# Teks Bacaan
Warga Kota Bandung pasti tidak asing dengan
Jalan PHH Mustapa, ruas jalan yang menyambungkan Jalan Surapati dengan Terminal
Cicaheum, atau biasa disebut Suci (Surapati-Cicaheum).
Penghulu Haji Hasan Mustapa lahir pada 3 Juni
1852 di Cikajang, Garut. Ayahnya bernama Mas Sastramanggala, seorang Camat
kontrakan teh Cikajang. Ibunya bernama Nyi Mas Salpah (Emeh), masih keturunan
Dalem Sunan Pagerjaya dari Suci, Garut. Sebagian kecil masyarakat berspekulasi,
bahwa penamaan Suci di ruas Jalan PHH Mustapa dikaitkan dengan daerah Suci asal
Dalem Sunan Pagerjaya.
Hasan Mustapa adalah Hoofd Penghulu (Kepala
Penghulu) Bandung yang paling terkenal. Beliau dikenal sebagai ulama mahiwal (nyeleneh)
karena beberapa sikapnya dianggap tidak lazim oleh masyarakat umum. Ajip Rosidi
dalam buku Haji Hasan Mustapa jeung Karya-karyana menulis
contoh sikap Hasan Mustapa yang nyeleneh tersebut.
Ketika jenazah Toha Firdaus, anaknya yang
meninggal karena kecelakaan lalu lintas di Nagreg pada 1921 hendak dibawa ke
kuburan, Hasan Mustapa menyuruh grup keroncong Sangkuriang untuk memainkan
musik mengiringi rombongan pembawa jenazah. Sangkuriang adalah grup keroncong
pimpinan Toha Firdaus semasa hidupnya, almarhum memang terkenal sebagai “buaya
keroncong”.
Terang saja laku ini mengundang pertanyaan
banyak orang. Suasana duka, bahkan rombongan yang mengiringi jenazah,
malah diimbuhi dengan musik keroncong? Apa tidak aneh untuk cita rasa umum?
Sikap dan cara berdakwah Hasan Mustapa yang
dianggap aneh sekaligus lucu banyak dikumpulkan oleh para pengagumnya yang
tergabung dalam Galih Pakoean dalam bentuk anekdot. Ajip Rosidi menerangkan
bahwa anekdot-anekdot tersebut menggambarkan kebesaran pribadi Hasan Mustapa, tajam
melihat jiwa manusia, dan luasnya pengetahuan beliau tentang agama dan
kehidupan.

# Bahan yang Diberikan

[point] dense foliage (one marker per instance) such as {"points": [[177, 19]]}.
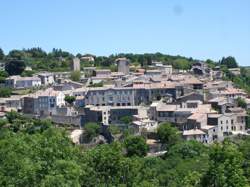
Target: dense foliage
{"points": [[35, 153], [59, 60], [15, 67], [5, 92]]}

# Yang Harus Dikerjakan
(1) Menurut bacaan tentang Hasan Mustapa, kapan dan di mana ia lahir?
(2) Teruskan bacaan tentang Hasan Mustapa mulai setelah kalimat terakhirnya.
Daftar tersebut tidak diperlukan untuk mengerjakan latihan ini.

# Hasil Latihan
(1) Hasan Mustapa lahir pada 3 Juni 1852 di Cikajang, Garut.

(2)
“Mempunyai bakat untuk cepat menjawab pertanyaan
orang lain, bisa mematahkan pendapat-pendapat orang lain secara mudah, dan
sebaliknya kalau beliau bertanya kepada orang lain, tidak pernah mudah mencari
jawabannya,” ujar Daeng Kanduruan Ardiwinata (Ketua Paguyuban Pasundan yang
pertama) seperti dikutip Ajip Rosidi.
Sekali waktu seseorang datang kepadanya
menanyakan rupa Allah dengan kalimat, “Allah itu seperti siapa?” Beliau
kemudian dengan cepat balik bertanya, “Kamu sudah pernah melihat Kanjeng?
(Dalem Bupati)”. Orang tersebut mengiyakan. Lalu beliau bertanya lagi, “Sudah
pernah melihat Kanjeng Tuan Besar?” orang tersebut kembali mengiyakan. “Nah,
(Allah) sedikit dari itu (Kanjeng Tuan Besar).”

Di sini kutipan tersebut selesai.